Grimm: Wichtig ist aus meiner Sicht, vor der Suche nach einem geeigneten Unternehmen, ein klares Suchprofil zu erstellen und eine Entscheidungsmatrix abzuleiten. So hat der Zukäufer die Möglichkeit, verschiedene potenzielle Zukaufkandidaten miteinander zu vergleichen und eine fundierte erste Einschätzung zu treffen, ob das Unternehmen grundsätzlich passen könnte. Bei den Entscheidungskriterien spielen zum Beispiel die Größe des Zukaufs, die Finanzierbarkeit, der Standort oder die Kundenstruktur eine wichtige Rolle.
Inwiefern muss das eigene Unternehmen vor einem Zukauf modifiziert auf eine anstehende Erweiterung angepasst werden?
Grimm: Es sollte vor allem sichergestellt sein, dass die notwendigen personellen Kapazitäten und vor allem das erforderliche Know-how hierfür bereitstehen. Die Planung einer Erweiterung, die Suche nach einem passenden Unternehmen und die Verhandlungen und Prüfungen bis hin zum Vertragsabschluss sind eine zeitaufwändige und komplexe Sache. Und nicht jedes Unternehmen, das expandieren will, hat eine eigene Abteilung für Business Development dafür. Daher kann es sehr sinnvoll sein, den Weg bis zu einem erfolgreichen Zukauf mit Unterstützung eines externen Beraters zu gehen, der Erfahrung hat, das Management des Zukaufprozesses übernimmt und das notwendige Fachwissen beisteuert.
Welche Tipps haben Sie für übernehmende Unternehmen für anstehende Gespräche mit bisherigen Inhabern? Wie sieht eine typische „heiße“ Übergabephase aus?
Roman Seidler: Ein Unternehmensverkauf ist mehr als ein Deal – es ist ein Abschied von einem Lebenswerk. Empathie schlägt Zahlen, Daten, Fakten. Wer zuhört, statt nur Zahlen zu analysieren, schafft Vertrauen – durch Gespräche auf Augenhöhe, echtes Interesse an der Geschichte und Kultur des Unternehmens.
Entscheidend für die Übergabephase ist die frühzeitige Klärung der Rollen und gegenseitigen Erwartungen. Was erwartet der Käufer – etwa in Bezug auf Übergangsunterstützung, Know-how-Transfer oder Netzwerke? Und was erwartet der Verkäufer – etwa an Verantwortlichkeiten, Einfluss und Kommunikation? Klare Absprachen verhindern Missverständnisse und sichern eine vertrauensvolle Zusammenarbeit. Die Übergabephase ist wie ein Staffellauf: Der Staffelstab wird sicher übergeben, wenn beide Läufer im gleichen Takt laufen. Klare Kommunikation, ein abgestimmter Fahrplan und gemeinsames Auftreten gegenüber den Mitarbeitern sind essenziell.

━━━━━━━━

→ ARBEITSANWEISUNG A: Geben Sie aus dem Interviewauszug zum Unternehmenszukauf den Abschnitt von „Grimm: Wichtig ist“ bis einschließlich „eine wichtige Rolle.“ wortgetreu wieder.
→ ARBEITSANWEISUNG B: Womit wird die Übergabephase im Interviewauszug zum Unternehmenszukauf verglichen?
→ ARBEITSANWEISUNG C: Greifen Sie den Interviewauszug zum Unternehmenszukauf nach seinem letzten Satz auf und führen Sie ihn weiter.

→ BEREITGESTELLTES MATERIAL:
━━━━━━━━

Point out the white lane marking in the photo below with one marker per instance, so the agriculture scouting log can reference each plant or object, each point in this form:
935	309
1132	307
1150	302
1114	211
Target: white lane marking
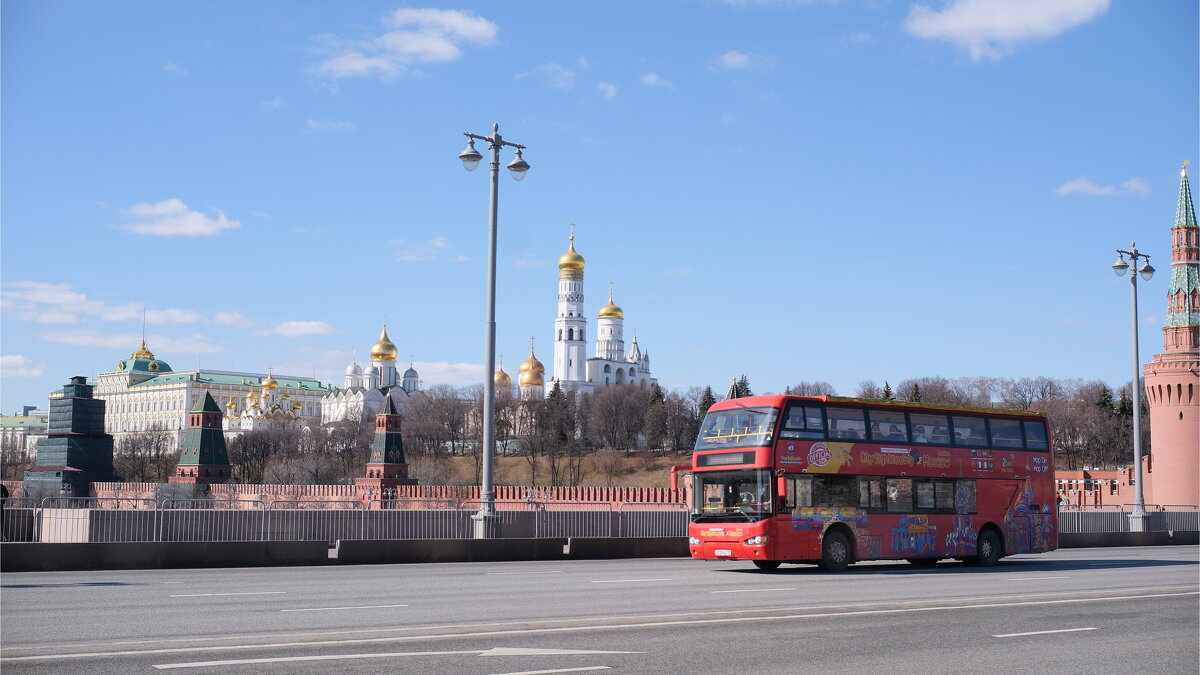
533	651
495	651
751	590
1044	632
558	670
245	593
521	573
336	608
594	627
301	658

━━━━━━━━

→ ERGEBNIS A:
Grimm: Wichtig ist aus meiner Sicht, vor der Suche nach einem geeigneten Unternehmen, ein klares Suchprofil zu erstellen und eine Entscheidungsmatrix abzuleiten. So hat der Zukäufer die Möglichkeit, verschiedene potenzielle Zukaufkandidaten miteinander zu vergleichen und eine fundierte erste Einschätzung zu treffen, ob das Unternehmen grundsätzlich passen könnte. Bei den Entscheidungskriterien spielen zum Beispiel die Größe des Zukaufs, die Finanzierbarkeit, der Standort oder die Kundenstruktur eine wichtige Rolle.

→ ERGEBNIS B: Mit einem Staffellauf.

→ ERGEBNIS C:
Was passiert in den ersten Monaten nach dem Zukauf? Welche Herausforderungen treten auf?
Seidler: Die ersten Monate sind oft geprägt von Unsicherheit bei den Mitarbeitern und Kunden. Veränderungen erfordern hier Fingerspitzengefühl. Insbesondere die Unternehmenskultur ist das Herzstück des Unternehmens. Wer übernimmt, sollte sie nicht sofort verändern wollen, sondern zunächst verstehen, was gewachsen ist – und warum. Mitarbeiter brauchen Sicherheit, Orientierung und das Gefühl, Teil des neuen Weges zu sein. Ein motivierender Kick-off oder interne Events schaffen Aufbruchsstimmung und helfen beim Verstehen neuer Ziele. Gemeinsame Besuche bei wichtigen Kunden sind ebenfalls ein starkes Signal – nach innen und außen. Frühzeitige kleine Erfolge – sichtbar gemacht und gemeinsam gefeiert – sind der Schlüssel, um Zuversicht zu schaffen und die neue Zusammenarbeit Schritt für Schritt mit Leben zu füllen.
Sehen Sie Veränderungen in der Art und Weise, wie Unternehmensübernahmen in der Zukunft verhandelt werden?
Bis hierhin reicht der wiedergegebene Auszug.